**Your task**
Copy the material below line for line, keeping every character unchanged.

**Coordinate annotation entries**
+++

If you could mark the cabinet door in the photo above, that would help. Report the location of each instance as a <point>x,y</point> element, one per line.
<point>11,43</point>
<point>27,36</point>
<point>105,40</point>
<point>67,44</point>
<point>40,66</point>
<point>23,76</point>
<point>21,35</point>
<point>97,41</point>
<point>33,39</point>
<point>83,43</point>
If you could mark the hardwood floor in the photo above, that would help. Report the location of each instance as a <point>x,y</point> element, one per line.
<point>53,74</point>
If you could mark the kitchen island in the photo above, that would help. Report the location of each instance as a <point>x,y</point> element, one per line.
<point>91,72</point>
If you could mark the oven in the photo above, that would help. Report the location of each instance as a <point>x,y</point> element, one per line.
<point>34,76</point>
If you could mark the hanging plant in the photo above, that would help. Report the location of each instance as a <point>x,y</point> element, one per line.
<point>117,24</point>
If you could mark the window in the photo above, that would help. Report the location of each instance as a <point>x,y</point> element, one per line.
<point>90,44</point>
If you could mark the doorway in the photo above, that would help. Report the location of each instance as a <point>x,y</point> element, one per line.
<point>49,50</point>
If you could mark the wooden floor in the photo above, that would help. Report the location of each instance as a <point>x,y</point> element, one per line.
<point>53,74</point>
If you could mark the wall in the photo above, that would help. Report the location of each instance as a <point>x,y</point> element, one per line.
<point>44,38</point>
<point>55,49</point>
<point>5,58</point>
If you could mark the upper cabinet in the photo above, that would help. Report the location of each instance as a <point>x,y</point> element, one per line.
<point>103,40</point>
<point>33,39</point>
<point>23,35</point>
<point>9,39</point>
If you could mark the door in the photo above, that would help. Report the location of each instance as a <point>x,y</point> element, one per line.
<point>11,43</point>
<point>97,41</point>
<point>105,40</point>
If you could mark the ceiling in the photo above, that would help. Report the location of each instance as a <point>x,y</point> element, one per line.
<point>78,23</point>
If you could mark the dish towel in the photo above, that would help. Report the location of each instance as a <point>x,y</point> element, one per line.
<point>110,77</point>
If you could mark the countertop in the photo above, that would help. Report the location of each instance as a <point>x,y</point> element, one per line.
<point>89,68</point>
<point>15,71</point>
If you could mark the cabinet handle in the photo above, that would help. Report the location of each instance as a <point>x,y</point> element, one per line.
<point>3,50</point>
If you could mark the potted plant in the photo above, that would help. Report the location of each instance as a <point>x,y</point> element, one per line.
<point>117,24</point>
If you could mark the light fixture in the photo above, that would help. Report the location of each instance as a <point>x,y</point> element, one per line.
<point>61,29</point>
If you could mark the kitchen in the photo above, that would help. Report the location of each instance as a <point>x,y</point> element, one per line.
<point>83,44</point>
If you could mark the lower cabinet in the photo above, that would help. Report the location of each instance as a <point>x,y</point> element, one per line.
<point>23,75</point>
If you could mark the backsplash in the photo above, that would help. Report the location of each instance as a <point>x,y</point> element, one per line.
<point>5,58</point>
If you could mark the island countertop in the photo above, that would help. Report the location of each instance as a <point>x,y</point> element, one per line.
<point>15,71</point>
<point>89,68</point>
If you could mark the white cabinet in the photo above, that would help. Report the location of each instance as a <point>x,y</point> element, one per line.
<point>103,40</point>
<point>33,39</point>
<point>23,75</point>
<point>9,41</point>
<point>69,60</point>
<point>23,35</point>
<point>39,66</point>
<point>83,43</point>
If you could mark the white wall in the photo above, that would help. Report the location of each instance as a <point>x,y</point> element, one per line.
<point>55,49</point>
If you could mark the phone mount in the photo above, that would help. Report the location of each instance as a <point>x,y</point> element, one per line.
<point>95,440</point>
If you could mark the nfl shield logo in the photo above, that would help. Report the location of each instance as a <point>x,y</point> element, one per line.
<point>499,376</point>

+++

**Expected answer**
If you could mark the cabinet door in the photo above, that would help. Report the location of each instance as a <point>x,y</point> element, one per line.
<point>11,43</point>
<point>27,36</point>
<point>105,40</point>
<point>67,44</point>
<point>40,66</point>
<point>23,76</point>
<point>21,35</point>
<point>97,41</point>
<point>33,39</point>
<point>83,43</point>
If you could mark the hardwood floor in the photo above, that would help. Report the location of each instance as a <point>x,y</point> element, one per line.
<point>53,74</point>
If you could mark the kitchen island in the photo above, that would help. Report the location of each instance as a <point>x,y</point> element, one per line.
<point>91,72</point>
If you could mark the oven in the photo above, that would help. Report the location of each instance as a <point>x,y</point> element, one per line.
<point>34,76</point>
If you could mark the hanging plant in the photo above, that would help. Report the location of each instance as a <point>x,y</point> element, one per line.
<point>117,24</point>
If you could mark the window in the photo above, that would help. Report the location of each instance as a <point>x,y</point> element, one per line.
<point>90,44</point>
If you could mark the doorway in the photo above, that would help. Report the location of each instance as a <point>x,y</point> element, one per line.
<point>49,50</point>
If you could mark the wooden floor in the photo above, that would help. Report the location of each instance as a <point>x,y</point> element, one per line.
<point>53,74</point>
If you could mark the wall in the photo above, that would help. Report the location of each instance as a <point>x,y</point> element, one per line.
<point>44,38</point>
<point>55,49</point>
<point>5,58</point>
If you could mark the upper cabinet in the photo above, that would help. Report the location of each instance as a <point>x,y</point> element, one per line.
<point>103,40</point>
<point>33,39</point>
<point>23,35</point>
<point>9,39</point>
If you could mark the door in the photo above, that would help. Report the location of each instance as a <point>x,y</point> element, one per line.
<point>11,43</point>
<point>97,41</point>
<point>105,40</point>
If you could mark the ceiling in the photo above, that would help. Report the location of each instance as a <point>x,y</point> element, one per line.
<point>78,23</point>
If you could mark the dish towel in the photo above, that would help. Report the location of each instance as a <point>x,y</point> element, one per line.
<point>110,77</point>
If you could mark the countertop in the photo above, that would help. Report the location of each instance as a <point>x,y</point> element, one per line.
<point>89,68</point>
<point>15,71</point>
If you could mark the cabinet handle in the photo above, that would help. Report the location of each instance as a <point>x,y</point> element, one per line.
<point>3,50</point>
If you could mark the potted plant in the photo above, that would help. Report the location of each instance as a <point>x,y</point> element, one per line.
<point>117,24</point>
If you could mark the light fixture in the photo above, that would help. Report the location of each instance as a <point>x,y</point> element, one per line.
<point>61,29</point>
If you could mark the kitchen in the photo above, that would help. Report the location of each instance as a <point>x,y</point> element, one per line.
<point>83,44</point>
If you could mark the lower cabinet in the photo above, that would help. Report the location of each instance as a <point>x,y</point> element, one per line.
<point>23,75</point>
If you could mark the backsplash in the photo above, that would help. Report the location of each instance as a <point>x,y</point> element, one per line.
<point>5,58</point>
If you could mark the island countertop in the photo above, that would help. Report the location of each instance as a <point>x,y</point> element, one per line.
<point>15,71</point>
<point>89,68</point>
If you could mark the white cabinet in the photo above, that would help. Report the location of each instance as a <point>x,y</point> element, one per line.
<point>103,40</point>
<point>33,39</point>
<point>23,75</point>
<point>9,41</point>
<point>69,60</point>
<point>23,35</point>
<point>39,66</point>
<point>83,43</point>
If you could mark the white wall in the photo above, that would help. Report the location of each instance as a <point>x,y</point> element, one per line.
<point>55,49</point>
If you could mark the phone mount in the photo above, that would help. Report the location of each instance as a <point>x,y</point> element, one per line.
<point>95,440</point>
If you could mark the nfl shield logo in the photo above, that would help. Report the location of each instance as a <point>x,y</point> element, one per line.
<point>499,376</point>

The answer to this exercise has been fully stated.